WHAT YOU ARE ASKED TO DO: Extract every line of the records that contains the word "trace", copying each line in full.
:::
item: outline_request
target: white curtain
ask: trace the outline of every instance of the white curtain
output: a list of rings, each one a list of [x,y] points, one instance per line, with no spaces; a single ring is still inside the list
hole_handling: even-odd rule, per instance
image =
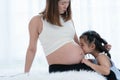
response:
[[[22,72],[29,42],[28,23],[45,8],[45,0],[0,0],[0,72]],[[112,60],[120,68],[120,0],[72,0],[78,36],[96,30],[111,45]],[[33,70],[47,68],[38,44]]]

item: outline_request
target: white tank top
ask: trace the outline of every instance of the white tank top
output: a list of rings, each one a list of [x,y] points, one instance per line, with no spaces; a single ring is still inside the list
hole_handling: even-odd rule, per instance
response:
[[[60,21],[63,25],[62,27],[52,25],[42,19],[43,29],[39,35],[39,40],[46,56],[74,39],[75,28],[72,20],[64,22],[64,20],[60,18]]]

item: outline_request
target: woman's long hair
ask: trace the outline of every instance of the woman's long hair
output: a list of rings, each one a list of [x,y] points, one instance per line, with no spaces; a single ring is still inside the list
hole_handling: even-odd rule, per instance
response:
[[[43,14],[43,19],[46,19],[49,23],[62,26],[60,23],[58,2],[59,0],[46,0],[46,8],[40,14]],[[69,3],[67,11],[62,14],[61,17],[64,19],[64,21],[68,21],[71,19],[71,1]]]

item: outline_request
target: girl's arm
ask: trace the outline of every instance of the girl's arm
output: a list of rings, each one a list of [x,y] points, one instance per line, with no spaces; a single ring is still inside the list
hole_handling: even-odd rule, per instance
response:
[[[98,64],[92,63],[87,59],[83,59],[82,63],[90,66],[94,71],[102,74],[102,75],[109,75],[110,73],[110,61],[106,55],[100,55],[97,57]]]

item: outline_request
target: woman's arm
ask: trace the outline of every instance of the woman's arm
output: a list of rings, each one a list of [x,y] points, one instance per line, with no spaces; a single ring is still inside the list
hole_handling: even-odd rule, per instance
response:
[[[25,61],[25,70],[24,72],[29,72],[33,59],[35,57],[36,49],[37,49],[37,40],[39,37],[39,33],[42,28],[42,21],[40,20],[40,16],[35,16],[31,19],[29,23],[29,46],[26,53],[26,61]]]

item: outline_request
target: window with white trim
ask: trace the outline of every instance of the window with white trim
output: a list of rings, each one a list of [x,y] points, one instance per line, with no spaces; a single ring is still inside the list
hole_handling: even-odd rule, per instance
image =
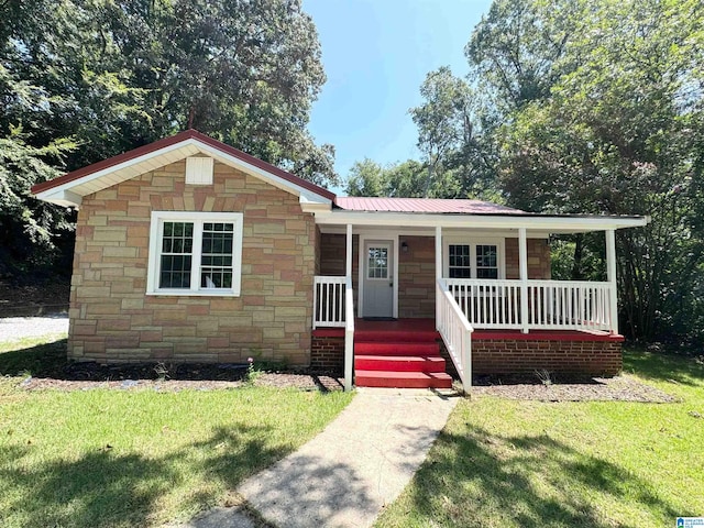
:::
EXERCISE SOLUTION:
ask: trace the outline of every instance of the white curtain
ask: trace the outline of every instance of the white tank top
ask: trace the outline of every instance of the woman's long hair
ask: trace the outline of every instance of the girl's arm
ask: trace the outline of every instance of the woman's arm
ask: trace the outline of every instance of the window with white trim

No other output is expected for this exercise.